# Hinweise zur Aufgabe:
Schreiben Sie den nachfolgenden Reisebericht über die Fahrt durch Marokko weiter, und zwar im Anschluss an seinen letzten Satz.

# Bereitgestellter Text:
····················

Den US-Rapper 50 Cent, der hier mal einen Film gemacht hat, habe er allerdings nicht erkannt. „Ich hatte keine Ahnung, wer das sein soll“, sagt er, setzt seine dunkle Sonnenbrille auf und schmunzelt. Wir fahren vorbei an beigefarbenen Häusern – „die Farbe von Ouarzazate“, erklärt Aziz – und Fünf-Sterne-Hotels, in denen die Stars absteigen, wenn sie hier drehen. Unser Ziel ist die Wüste, die knapp 400 Kilometer entfernt im Osten liegt. Ein kleiner Umweg führt uns nach Ait-Ben-Haddou, der uralten Karawanenfestung. Als wäre sie aus der Erde gewachsen, liegt die Stadt mit ihren Lehmtürmen am Fuß eines Hügels und am Ufer des Asif Mellah.
Der Fluss, der manchmal komplett austrocknet, führt gerade viel Wasser. Über Sandsäcke und Steine kommen wir einigermaßen trockenen Fußes in die Stadt, die mal Kulisse für „Lawrence von Arabien“ war.Man kann sich gut vorstellen, wie wuselig es einst in den engen Gassen gewesen sein muss. Heute wohnen hier nur noch ein paar wenige Familien. „Die Leute wollen näher an die großen Städte“, sagt Aziz und zeigt mir einen Feuerturm. Mit dessen Hilfe haben die Einwohner früher mit den anderen Festungen kommuniziert, die sich entlang des Flusses bis zur Mittelmeerküste ziehen. Wir machen uns in die entgegengesetzte Richtung auf, immer weiter ins Landesinnere.
Schulkinder fahren per Anhalter
Die staubigen Landstraßen sind gesäumt von blühenden Mandelbäumen. „Der Mandelbaum ist ein Lügner“, sagt Aziz, „er blüht als erster, obwohl noch Winter ist“. Wir pausieren in einer abgelegenen Herberge nahe der Oase Fint.
Rachid, ein älterer Herr mit weißem Bart und blauem Turban lädt uns spontan zu Pfefferminztee ein. Der Tee ist unfassbar süß und reißt am Zehnschmelz, aber Rachid wirft sicherheitshalber noch ein paar Zuckerwürfel nach. „So schmeckt Marokko“, sagt Aziz und schlürft das heiße Getränk, bevor wir unsere Route fortsetzen. Auf engen Bergstraßen schrauben wir uns den Atlas hoch, am Straßenrand winken Teenager, die per Anhalter von der Schule nach Hause fahren wollen.

····················

# Auszüge der Einträge:
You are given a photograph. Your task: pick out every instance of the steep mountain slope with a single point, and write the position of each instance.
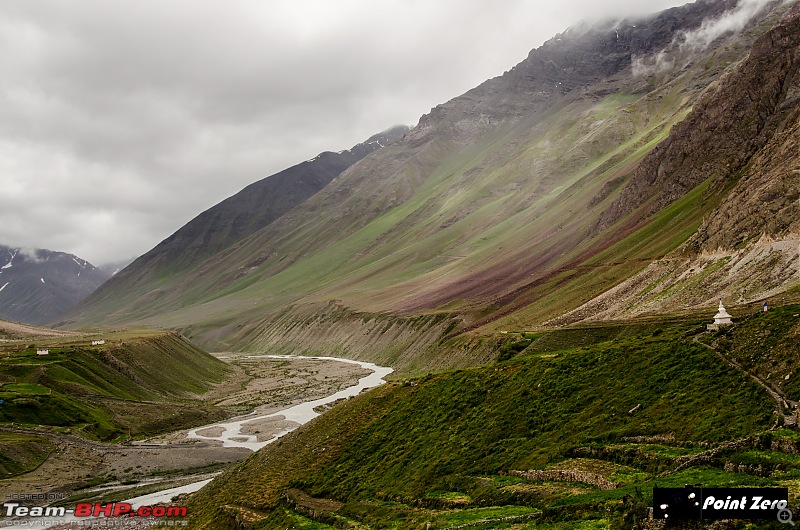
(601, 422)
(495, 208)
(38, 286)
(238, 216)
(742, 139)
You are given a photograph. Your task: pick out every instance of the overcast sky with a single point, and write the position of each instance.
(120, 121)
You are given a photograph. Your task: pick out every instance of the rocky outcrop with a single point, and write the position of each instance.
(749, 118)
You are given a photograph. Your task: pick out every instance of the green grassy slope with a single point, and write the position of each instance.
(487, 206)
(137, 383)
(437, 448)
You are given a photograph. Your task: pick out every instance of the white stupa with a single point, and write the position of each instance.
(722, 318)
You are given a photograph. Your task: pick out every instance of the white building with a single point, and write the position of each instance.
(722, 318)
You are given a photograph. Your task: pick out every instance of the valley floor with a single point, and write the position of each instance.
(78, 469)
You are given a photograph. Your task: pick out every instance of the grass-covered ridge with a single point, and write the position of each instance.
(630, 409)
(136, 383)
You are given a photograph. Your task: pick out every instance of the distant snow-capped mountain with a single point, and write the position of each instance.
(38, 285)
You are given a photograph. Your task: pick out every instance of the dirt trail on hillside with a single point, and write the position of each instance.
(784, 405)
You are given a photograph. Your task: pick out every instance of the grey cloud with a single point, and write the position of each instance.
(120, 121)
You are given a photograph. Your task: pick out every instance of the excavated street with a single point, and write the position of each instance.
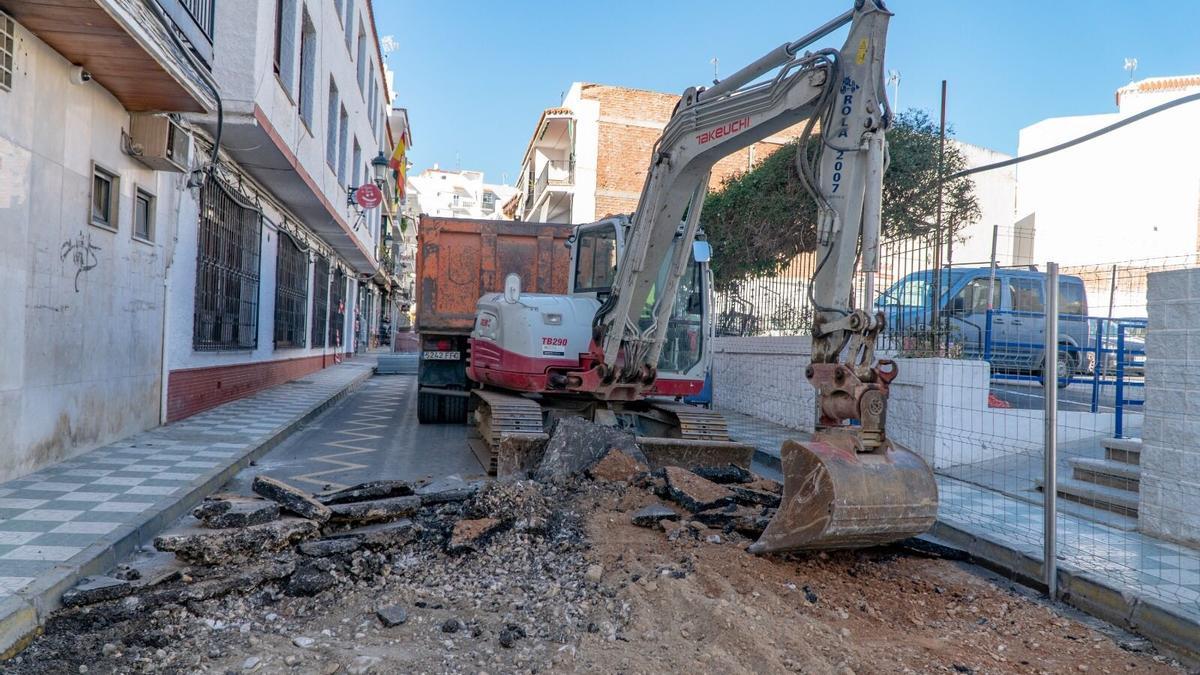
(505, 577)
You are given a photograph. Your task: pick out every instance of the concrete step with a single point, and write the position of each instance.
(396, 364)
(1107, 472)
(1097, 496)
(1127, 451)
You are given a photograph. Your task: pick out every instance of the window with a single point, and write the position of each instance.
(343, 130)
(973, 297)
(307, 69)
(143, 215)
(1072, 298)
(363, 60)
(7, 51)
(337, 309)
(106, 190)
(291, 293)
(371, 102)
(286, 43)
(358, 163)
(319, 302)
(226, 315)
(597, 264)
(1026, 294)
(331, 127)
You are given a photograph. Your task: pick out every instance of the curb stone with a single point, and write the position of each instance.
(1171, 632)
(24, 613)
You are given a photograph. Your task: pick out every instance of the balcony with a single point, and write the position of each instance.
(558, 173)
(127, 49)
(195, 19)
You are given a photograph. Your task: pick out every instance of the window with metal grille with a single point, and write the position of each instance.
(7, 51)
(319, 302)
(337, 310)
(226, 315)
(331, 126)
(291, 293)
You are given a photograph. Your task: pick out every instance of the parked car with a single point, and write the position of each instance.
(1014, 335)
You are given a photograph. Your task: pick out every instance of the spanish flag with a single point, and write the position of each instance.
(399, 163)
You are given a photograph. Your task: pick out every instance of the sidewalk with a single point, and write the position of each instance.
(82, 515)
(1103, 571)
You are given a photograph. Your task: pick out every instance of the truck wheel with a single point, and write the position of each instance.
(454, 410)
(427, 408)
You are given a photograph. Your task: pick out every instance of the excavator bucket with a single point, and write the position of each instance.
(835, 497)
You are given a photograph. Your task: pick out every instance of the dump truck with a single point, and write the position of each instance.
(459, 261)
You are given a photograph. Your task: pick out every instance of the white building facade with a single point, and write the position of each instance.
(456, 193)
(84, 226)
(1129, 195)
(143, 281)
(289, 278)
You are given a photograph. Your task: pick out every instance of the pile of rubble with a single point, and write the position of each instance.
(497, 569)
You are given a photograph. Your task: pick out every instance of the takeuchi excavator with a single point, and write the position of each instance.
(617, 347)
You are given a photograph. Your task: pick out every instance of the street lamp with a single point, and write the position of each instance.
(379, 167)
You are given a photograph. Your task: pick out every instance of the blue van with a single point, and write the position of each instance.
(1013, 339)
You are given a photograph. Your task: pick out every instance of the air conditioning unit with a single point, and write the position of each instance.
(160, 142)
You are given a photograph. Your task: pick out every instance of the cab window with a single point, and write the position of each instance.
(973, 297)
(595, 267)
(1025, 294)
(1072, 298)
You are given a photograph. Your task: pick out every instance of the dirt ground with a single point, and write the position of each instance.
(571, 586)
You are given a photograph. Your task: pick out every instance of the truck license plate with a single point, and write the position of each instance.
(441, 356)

····················

# Antwort zur Aufgabe:
Viele tragen kein Kopftuch mehr
Viele der Mädchen tragen kein Kopftuch und kaum ein Junge steckt in einer Djellaba, jenem traditionellen Berbergewand mit Kapuze, das nur noch die Älteren tragen. Hier und da sehen wir junge Paare, die Händchen halten. „Als ich um meine Frau geworben habe, musste ich das noch heimlich machen“, erzählt Aziz, der Anfang 40 ist. In den letzten 15 Jahren habe sich viel verändert in Marokko. Die Menschen lebten heute freier, die meisten hätten jetzt Internet.
In beinahe jedem Café am Straßenrand hängen Porträts vom König. Die meisten hier scheinen zufrieden, weil die Regierung stabil und recht liberal ist. Viele lesen allerdings heimlich französische Zeitungen, verrät mir ein Händler; denn in den einheimischen Blättern gehe es vorrangig sowieso nur um die Königsfamilie.
Die Landschaft um uns wird rauer, 300 Meter hoch ragen rechts und links von uns die Steilwände der Todraschlucht in den Himmel. Vereinzelt hängen Sportkletterer an den Felsen – und die Bergziegen der Nomaden. Ziegenfleisch sei überhaupt das beste, sagt Aziz: „Mein Vater hat nur Ziege gegessen, und ist immer gesund.“ Über Erfoud gelangen wir in die Wüstenstadt Merzouga. Das einstige kleine Dorf ist inzwischen ein Touristenzentrum mitten in der Sahara: Überall gibt es Restaurants und Souvenirläden, und in den Gassen sind mehr Japaner unterwegs als einheimische Berber.
Mit Jimi Hendrix durch die Sahara
Ein paar Stunden später sitze ich auf Jimi Hendrix. So heißt das Dromedar, auf dem ich in die Dünenlandschaft des Erg Chebbi reite. Ob er denn auch Gitarre spielen kann, frage ich Mohammed, der das Dromedar führt. „Manchmal, wenn er denkt, dass keiner ihn hört, spielt er ein, zwei Lieder“, sagt er. Auf einem Sandhügel machen wir halt, um auf den Sonnenuntergang zu warten, und ich steige von Jimi, froh, wieder festen Boden unter den Füßen zu haben.
Um uns sind die golden leuchtenden Dünen, deren Kämme scharf wie Rasierklingen aussehen. Es herrscht eine Ruhe, die in den Ohren schmerzt. Wie es so sei, wenn man in einer Stadt wohnt, fragt mich Mohammed. „Laut“, sage ich. Das sei nichts für ihn, er kann sich nur ein Leben in der Wüste vorstellen. „Ich bin müde“, sagt er plötzlich, zieht seinen Turban enger um den Kopf und schläft ein. Also streife ich noch ein wenig allein um unser kleines Lager. Über mir kreist ein tiefschwarzer Rabe. Mich beschleicht das mulmige Gefühl, dass ich mich hier in den Dünen wirklich vollends verirren und verlieren könnte, wenn ich auf mich allein gestellt wäre. Das Nichts aus blauem Himmel und goldenem Sand ist hier alles - das Ich ist gar nichts.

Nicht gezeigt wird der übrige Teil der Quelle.